Stated problem -> Tally the lines in the listing below that contain the word "shorts". Reply with the number alone.

Material to process ->

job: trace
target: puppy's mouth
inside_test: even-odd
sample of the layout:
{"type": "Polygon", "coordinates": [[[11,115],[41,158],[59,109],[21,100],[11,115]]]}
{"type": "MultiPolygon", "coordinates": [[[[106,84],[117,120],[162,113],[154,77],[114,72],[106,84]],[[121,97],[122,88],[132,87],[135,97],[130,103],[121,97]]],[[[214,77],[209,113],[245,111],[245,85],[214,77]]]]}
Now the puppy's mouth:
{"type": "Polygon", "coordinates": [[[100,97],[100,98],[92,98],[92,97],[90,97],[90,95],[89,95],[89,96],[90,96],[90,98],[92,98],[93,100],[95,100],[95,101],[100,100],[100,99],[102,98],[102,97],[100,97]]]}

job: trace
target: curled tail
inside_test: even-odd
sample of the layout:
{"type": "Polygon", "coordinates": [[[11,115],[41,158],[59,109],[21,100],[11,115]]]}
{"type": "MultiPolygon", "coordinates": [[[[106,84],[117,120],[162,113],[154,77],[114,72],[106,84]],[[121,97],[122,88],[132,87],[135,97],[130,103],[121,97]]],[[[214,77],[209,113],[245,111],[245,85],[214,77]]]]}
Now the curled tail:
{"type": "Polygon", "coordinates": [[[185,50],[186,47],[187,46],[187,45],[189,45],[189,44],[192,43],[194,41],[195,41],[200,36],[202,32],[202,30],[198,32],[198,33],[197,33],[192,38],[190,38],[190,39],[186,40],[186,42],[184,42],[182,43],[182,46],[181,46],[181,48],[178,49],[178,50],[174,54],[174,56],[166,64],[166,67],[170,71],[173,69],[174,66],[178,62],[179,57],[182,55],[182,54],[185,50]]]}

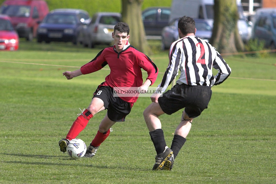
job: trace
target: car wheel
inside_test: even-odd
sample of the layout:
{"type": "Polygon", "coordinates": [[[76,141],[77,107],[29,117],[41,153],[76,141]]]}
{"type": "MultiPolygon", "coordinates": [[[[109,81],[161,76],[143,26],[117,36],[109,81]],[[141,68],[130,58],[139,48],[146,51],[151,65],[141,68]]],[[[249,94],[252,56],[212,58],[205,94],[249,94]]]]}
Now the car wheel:
{"type": "Polygon", "coordinates": [[[26,38],[28,41],[31,41],[33,40],[33,31],[31,30],[28,34],[28,36],[26,38]]]}
{"type": "Polygon", "coordinates": [[[40,37],[38,36],[37,37],[37,39],[36,41],[38,43],[41,43],[42,42],[42,39],[41,39],[40,37]]]}
{"type": "Polygon", "coordinates": [[[79,35],[78,36],[78,37],[77,37],[77,45],[81,45],[83,44],[83,42],[81,41],[81,39],[79,35]]]}

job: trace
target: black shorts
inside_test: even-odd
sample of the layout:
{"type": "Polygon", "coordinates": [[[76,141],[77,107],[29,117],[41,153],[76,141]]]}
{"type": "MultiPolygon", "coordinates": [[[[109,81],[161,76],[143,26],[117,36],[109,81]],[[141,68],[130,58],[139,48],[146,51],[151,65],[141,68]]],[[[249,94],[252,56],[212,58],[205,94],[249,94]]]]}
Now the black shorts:
{"type": "Polygon", "coordinates": [[[95,97],[104,101],[105,109],[107,109],[107,116],[112,121],[124,121],[126,116],[130,113],[130,103],[113,97],[113,89],[111,87],[100,85],[94,93],[95,97]]]}
{"type": "Polygon", "coordinates": [[[193,118],[207,108],[211,96],[210,86],[176,84],[159,97],[158,102],[166,114],[171,114],[185,107],[188,116],[193,118]]]}

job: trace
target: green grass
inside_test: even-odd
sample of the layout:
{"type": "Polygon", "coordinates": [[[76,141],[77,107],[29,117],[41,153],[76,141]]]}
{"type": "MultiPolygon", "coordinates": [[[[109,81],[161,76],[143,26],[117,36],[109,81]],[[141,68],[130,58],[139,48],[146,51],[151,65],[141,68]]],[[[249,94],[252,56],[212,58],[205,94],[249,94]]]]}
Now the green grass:
{"type": "MultiPolygon", "coordinates": [[[[150,43],[158,48],[158,41],[150,43]]],[[[18,51],[0,52],[1,183],[275,183],[275,55],[225,57],[230,77],[212,88],[208,108],[193,121],[171,171],[151,170],[156,153],[142,115],[149,97],[139,98],[126,121],[113,126],[93,158],[72,160],[61,152],[59,140],[109,73],[107,68],[67,80],[62,72],[78,69],[104,47],[22,41],[18,51]]],[[[149,56],[160,73],[167,52],[156,49],[149,56]]],[[[78,137],[89,144],[106,113],[95,116],[78,137]]],[[[181,114],[160,117],[169,146],[181,114]]]]}

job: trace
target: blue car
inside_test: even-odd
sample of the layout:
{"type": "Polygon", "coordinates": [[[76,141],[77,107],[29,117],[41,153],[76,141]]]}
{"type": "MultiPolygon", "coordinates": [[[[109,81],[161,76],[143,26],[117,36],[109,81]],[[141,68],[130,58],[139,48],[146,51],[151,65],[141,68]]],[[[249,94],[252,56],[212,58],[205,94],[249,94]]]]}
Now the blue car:
{"type": "MultiPolygon", "coordinates": [[[[209,42],[212,36],[212,29],[207,21],[202,19],[194,19],[197,31],[195,36],[204,41],[209,42]]],[[[172,21],[169,25],[164,27],[161,34],[162,43],[161,48],[164,50],[170,48],[175,41],[179,39],[177,24],[178,19],[172,21]]]]}
{"type": "Polygon", "coordinates": [[[90,18],[88,13],[78,9],[60,9],[49,13],[37,30],[37,42],[77,43],[80,30],[90,18]]]}

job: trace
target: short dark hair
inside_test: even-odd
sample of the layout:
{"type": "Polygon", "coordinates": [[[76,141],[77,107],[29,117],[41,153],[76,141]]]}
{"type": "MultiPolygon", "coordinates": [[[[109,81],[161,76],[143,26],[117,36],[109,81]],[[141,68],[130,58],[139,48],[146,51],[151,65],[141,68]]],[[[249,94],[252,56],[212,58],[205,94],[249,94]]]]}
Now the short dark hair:
{"type": "Polygon", "coordinates": [[[195,34],[195,23],[192,18],[184,16],[178,19],[178,28],[184,35],[190,33],[195,34]]]}
{"type": "Polygon", "coordinates": [[[128,35],[129,34],[129,27],[128,25],[125,22],[118,22],[114,27],[114,33],[117,30],[120,33],[126,33],[128,35]]]}

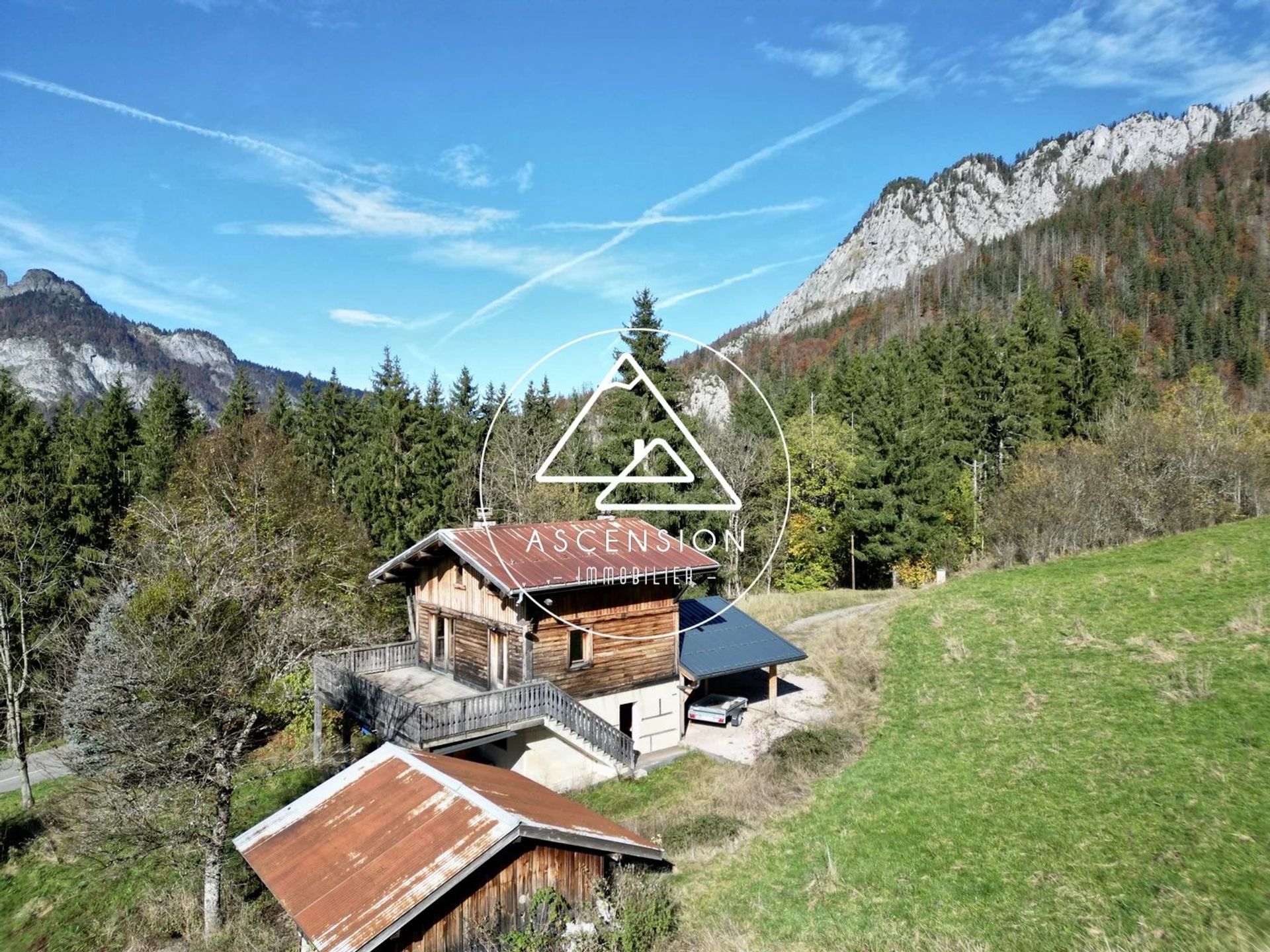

Answer below -> 2